### EXERCISE REQUIREMENTS
Count the lines below that contain the word "dense" and give only that number.

• • •

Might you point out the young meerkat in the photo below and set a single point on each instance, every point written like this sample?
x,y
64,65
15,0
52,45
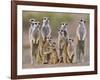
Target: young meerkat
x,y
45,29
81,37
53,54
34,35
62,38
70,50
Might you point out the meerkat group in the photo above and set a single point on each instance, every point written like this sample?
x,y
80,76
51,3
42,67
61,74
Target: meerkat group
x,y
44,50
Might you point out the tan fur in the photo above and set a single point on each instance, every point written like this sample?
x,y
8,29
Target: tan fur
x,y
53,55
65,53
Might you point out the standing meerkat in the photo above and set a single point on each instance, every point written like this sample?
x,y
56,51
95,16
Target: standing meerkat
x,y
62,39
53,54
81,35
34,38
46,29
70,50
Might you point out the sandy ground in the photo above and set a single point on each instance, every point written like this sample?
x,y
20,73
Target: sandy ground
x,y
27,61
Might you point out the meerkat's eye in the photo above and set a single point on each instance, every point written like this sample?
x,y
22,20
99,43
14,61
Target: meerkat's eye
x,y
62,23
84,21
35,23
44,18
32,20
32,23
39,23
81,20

• • •

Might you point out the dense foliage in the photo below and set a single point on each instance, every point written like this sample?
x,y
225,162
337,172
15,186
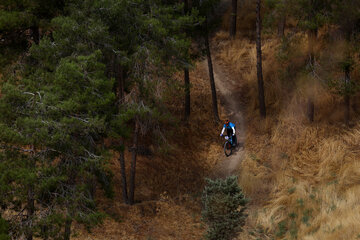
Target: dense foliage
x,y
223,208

• • •

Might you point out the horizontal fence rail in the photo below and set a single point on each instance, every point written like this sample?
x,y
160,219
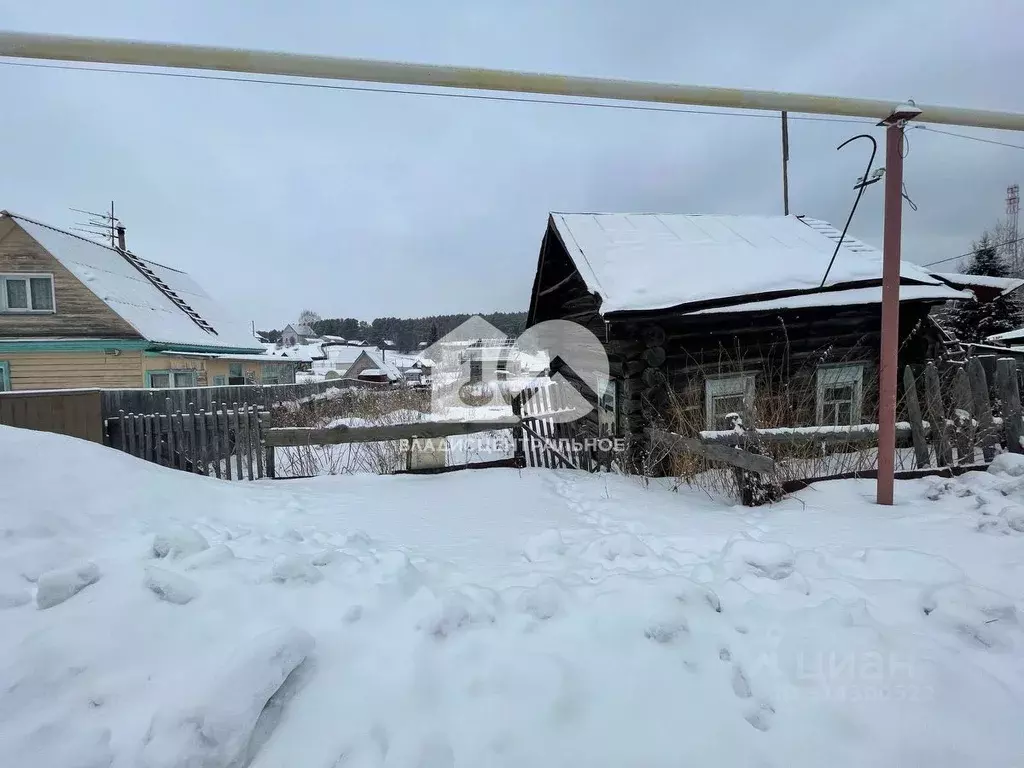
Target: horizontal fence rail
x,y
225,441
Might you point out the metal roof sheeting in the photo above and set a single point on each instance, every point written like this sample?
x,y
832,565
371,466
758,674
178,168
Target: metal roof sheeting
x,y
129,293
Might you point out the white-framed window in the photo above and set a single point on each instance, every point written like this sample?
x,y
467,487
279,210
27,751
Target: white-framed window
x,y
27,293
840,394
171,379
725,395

• • •

### TASK RESPONSE
2